##### Provided information #####
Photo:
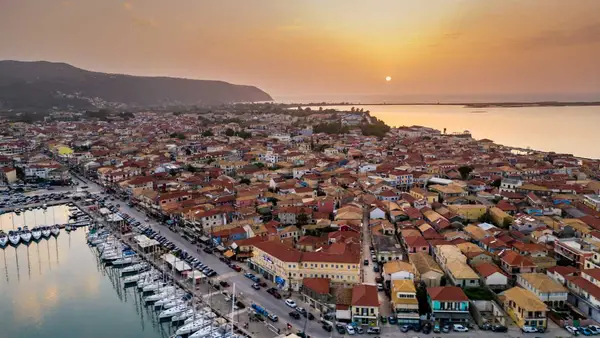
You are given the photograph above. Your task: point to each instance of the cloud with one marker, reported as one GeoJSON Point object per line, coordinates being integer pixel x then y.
{"type": "Point", "coordinates": [556, 38]}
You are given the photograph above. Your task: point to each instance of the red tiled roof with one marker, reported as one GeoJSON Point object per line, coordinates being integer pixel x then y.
{"type": "Point", "coordinates": [318, 285]}
{"type": "Point", "coordinates": [365, 295]}
{"type": "Point", "coordinates": [447, 293]}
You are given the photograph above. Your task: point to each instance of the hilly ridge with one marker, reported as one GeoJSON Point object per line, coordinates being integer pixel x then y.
{"type": "Point", "coordinates": [43, 85]}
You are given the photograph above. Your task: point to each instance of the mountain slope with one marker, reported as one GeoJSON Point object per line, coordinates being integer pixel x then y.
{"type": "Point", "coordinates": [44, 85]}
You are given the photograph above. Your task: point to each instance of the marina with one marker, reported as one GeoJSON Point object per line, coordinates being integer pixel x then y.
{"type": "Point", "coordinates": [113, 284]}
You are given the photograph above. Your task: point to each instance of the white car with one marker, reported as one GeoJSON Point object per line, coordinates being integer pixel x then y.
{"type": "Point", "coordinates": [529, 329]}
{"type": "Point", "coordinates": [459, 328]}
{"type": "Point", "coordinates": [571, 329]}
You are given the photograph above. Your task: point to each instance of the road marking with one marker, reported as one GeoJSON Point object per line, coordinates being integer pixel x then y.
{"type": "Point", "coordinates": [225, 276]}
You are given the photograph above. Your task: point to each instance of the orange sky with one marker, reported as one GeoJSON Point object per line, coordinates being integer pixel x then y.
{"type": "Point", "coordinates": [434, 50]}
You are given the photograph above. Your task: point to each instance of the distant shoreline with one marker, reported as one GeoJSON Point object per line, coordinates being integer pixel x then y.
{"type": "Point", "coordinates": [466, 104]}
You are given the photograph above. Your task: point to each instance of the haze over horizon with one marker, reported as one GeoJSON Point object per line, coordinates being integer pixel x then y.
{"type": "Point", "coordinates": [434, 51]}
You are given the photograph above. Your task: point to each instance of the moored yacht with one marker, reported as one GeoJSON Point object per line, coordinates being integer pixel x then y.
{"type": "Point", "coordinates": [36, 232]}
{"type": "Point", "coordinates": [3, 239]}
{"type": "Point", "coordinates": [25, 235]}
{"type": "Point", "coordinates": [13, 237]}
{"type": "Point", "coordinates": [46, 231]}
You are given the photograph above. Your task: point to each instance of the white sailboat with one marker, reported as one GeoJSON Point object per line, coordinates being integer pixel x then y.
{"type": "Point", "coordinates": [135, 268]}
{"type": "Point", "coordinates": [25, 235]}
{"type": "Point", "coordinates": [36, 232]}
{"type": "Point", "coordinates": [3, 239]}
{"type": "Point", "coordinates": [173, 311]}
{"type": "Point", "coordinates": [46, 231]}
{"type": "Point", "coordinates": [194, 326]}
{"type": "Point", "coordinates": [13, 237]}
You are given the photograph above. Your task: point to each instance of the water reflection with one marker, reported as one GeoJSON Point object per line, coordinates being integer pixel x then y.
{"type": "Point", "coordinates": [66, 291]}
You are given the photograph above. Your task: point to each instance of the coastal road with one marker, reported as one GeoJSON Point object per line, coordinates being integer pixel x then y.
{"type": "Point", "coordinates": [243, 285]}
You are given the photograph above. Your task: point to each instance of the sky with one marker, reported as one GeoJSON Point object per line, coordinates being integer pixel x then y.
{"type": "Point", "coordinates": [313, 50]}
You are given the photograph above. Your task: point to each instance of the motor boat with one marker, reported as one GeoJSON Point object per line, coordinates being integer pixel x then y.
{"type": "Point", "coordinates": [203, 332]}
{"type": "Point", "coordinates": [153, 287]}
{"type": "Point", "coordinates": [173, 311]}
{"type": "Point", "coordinates": [126, 261]}
{"type": "Point", "coordinates": [25, 235]}
{"type": "Point", "coordinates": [191, 327]}
{"type": "Point", "coordinates": [138, 277]}
{"type": "Point", "coordinates": [3, 239]}
{"type": "Point", "coordinates": [14, 237]}
{"type": "Point", "coordinates": [135, 267]}
{"type": "Point", "coordinates": [36, 232]}
{"type": "Point", "coordinates": [46, 231]}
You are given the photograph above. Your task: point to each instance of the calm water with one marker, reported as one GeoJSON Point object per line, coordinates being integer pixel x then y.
{"type": "Point", "coordinates": [560, 129]}
{"type": "Point", "coordinates": [57, 288]}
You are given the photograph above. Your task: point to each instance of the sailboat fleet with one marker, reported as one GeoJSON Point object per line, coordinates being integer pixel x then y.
{"type": "Point", "coordinates": [171, 302]}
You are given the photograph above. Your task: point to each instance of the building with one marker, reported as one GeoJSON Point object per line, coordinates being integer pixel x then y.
{"type": "Point", "coordinates": [387, 248]}
{"type": "Point", "coordinates": [365, 304]}
{"type": "Point", "coordinates": [545, 288]}
{"type": "Point", "coordinates": [427, 270]}
{"type": "Point", "coordinates": [525, 308]}
{"type": "Point", "coordinates": [492, 276]}
{"type": "Point", "coordinates": [573, 250]}
{"type": "Point", "coordinates": [288, 267]}
{"type": "Point", "coordinates": [448, 304]}
{"type": "Point", "coordinates": [404, 301]}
#####
Directions for this task: Transcribe the data exactly and leave no picture in the copy.

Your response:
Photo:
You are given the photograph above. Your task: point to each instance of the cloud with one marker, reported as one GeoJSON Point object per line, coordinates being integer pixel x then y.
{"type": "Point", "coordinates": [556, 38]}
You are given the photograph above. Your task: point to each instance of the red tiled roof with one marker, reported as one GeoJSON Point object per line, coordinates being integer pixel x then y.
{"type": "Point", "coordinates": [318, 285]}
{"type": "Point", "coordinates": [365, 295]}
{"type": "Point", "coordinates": [447, 293]}
You are given the photograph above. Your task: point to each instance of the hilly ridge with one marker, reported as one GeoJSON Point object per line, coordinates being integer pixel x then y.
{"type": "Point", "coordinates": [43, 85]}
You are given the photograph above. Your task: point to each instance of the mountain slope with one marker, reported as one GeoJSON Point object per line, coordinates being integer pixel x then y.
{"type": "Point", "coordinates": [44, 85]}
You are given the photograph above. Your task: point to each instance of the marina with one marker, reported as one GeoJSON Point object per line, coordinates being integer pixel x then y.
{"type": "Point", "coordinates": [113, 284]}
You are given the photograph above. Your task: point to each instance of the white car with one marker, reported as one GeoJSON Point object per line, coordinates being integer pixel x then y.
{"type": "Point", "coordinates": [529, 329]}
{"type": "Point", "coordinates": [459, 328]}
{"type": "Point", "coordinates": [571, 329]}
You are given the photograph above. Your task: point to each instance of the road marking with one marker, reported as one GeoJSON Point object per line, coordinates being integer pixel x then y.
{"type": "Point", "coordinates": [225, 276]}
You are given the photograph above. Your task: point to each instance of the orange sky with one marker, reported as one GeoJSON Point object per line, coordinates being integer pixel x then y.
{"type": "Point", "coordinates": [434, 50]}
You are given the photograph above. Your task: point to each instance of the distant shoreline with one marker, reported as one GeoJSON Point object per line, coordinates being integer pixel x then y.
{"type": "Point", "coordinates": [466, 104]}
You are given the photograph above. Your task: point to each instance of the haze over horizon with one marker, reported as one GeoJSON Point object per line, coordinates being integer pixel x then y.
{"type": "Point", "coordinates": [434, 51]}
You are given the photograph above. Your task: point to each instance of the moored yacht with one marker, reported as one GeoJSON Point object per line, coordinates being integer pixel x then y.
{"type": "Point", "coordinates": [36, 232]}
{"type": "Point", "coordinates": [3, 239]}
{"type": "Point", "coordinates": [25, 235]}
{"type": "Point", "coordinates": [13, 237]}
{"type": "Point", "coordinates": [46, 231]}
You are given the photograph above. Your task: point to each instance of the white sailboat with one marker, reported as one GeoJSON Point object per line, coordinates being integer pixel x then y.
{"type": "Point", "coordinates": [135, 268]}
{"type": "Point", "coordinates": [25, 235]}
{"type": "Point", "coordinates": [36, 232]}
{"type": "Point", "coordinates": [3, 239]}
{"type": "Point", "coordinates": [173, 311]}
{"type": "Point", "coordinates": [46, 231]}
{"type": "Point", "coordinates": [194, 326]}
{"type": "Point", "coordinates": [13, 237]}
You are given the photograph above. Your task: point to each instance of the water reflection with one marker, reported as one GeoJSON Point object per line, coordinates being integer pixel x then y.
{"type": "Point", "coordinates": [66, 291]}
You are given the photograph above. Your task: point to each instance of the coastal road with one marker, reported as one GeoJSON Point object per line, coordinates being integer pixel x then y.
{"type": "Point", "coordinates": [243, 285]}
You are given the photograph above. Your task: point to each instance of the sky with one marker, reported as one GeoJSON Point object per line, coordinates being integer pixel x then y.
{"type": "Point", "coordinates": [313, 50]}
You are given the photograph above. Your task: point to each instance of the motor boat with one marker, reported as one GeoJSON Point object per line, coordinates being integer pixel x then y.
{"type": "Point", "coordinates": [203, 332]}
{"type": "Point", "coordinates": [153, 287]}
{"type": "Point", "coordinates": [173, 311]}
{"type": "Point", "coordinates": [126, 261]}
{"type": "Point", "coordinates": [25, 235]}
{"type": "Point", "coordinates": [191, 327]}
{"type": "Point", "coordinates": [138, 277]}
{"type": "Point", "coordinates": [3, 239]}
{"type": "Point", "coordinates": [14, 237]}
{"type": "Point", "coordinates": [135, 267]}
{"type": "Point", "coordinates": [36, 232]}
{"type": "Point", "coordinates": [46, 231]}
You are given the photograph above. Your task: point to each instance of the calm water with one marker, reported as one GeoJSON Point object per line, coordinates being integer pixel x then y.
{"type": "Point", "coordinates": [560, 129]}
{"type": "Point", "coordinates": [57, 288]}
You are given the photograph above. Your task: point to each instance of the sailboat fleet with one marker, reported as one GeoJSON Point object per line, coordinates being integer pixel x then y.
{"type": "Point", "coordinates": [171, 302]}
You are given the photograph above. Your task: point to each instance of the building with one marker, reported as one GeoJSON Point object per line, coordinates being integer pixel x then y.
{"type": "Point", "coordinates": [387, 248]}
{"type": "Point", "coordinates": [365, 304]}
{"type": "Point", "coordinates": [545, 288]}
{"type": "Point", "coordinates": [427, 270]}
{"type": "Point", "coordinates": [525, 308]}
{"type": "Point", "coordinates": [492, 276]}
{"type": "Point", "coordinates": [573, 250]}
{"type": "Point", "coordinates": [288, 267]}
{"type": "Point", "coordinates": [448, 304]}
{"type": "Point", "coordinates": [404, 301]}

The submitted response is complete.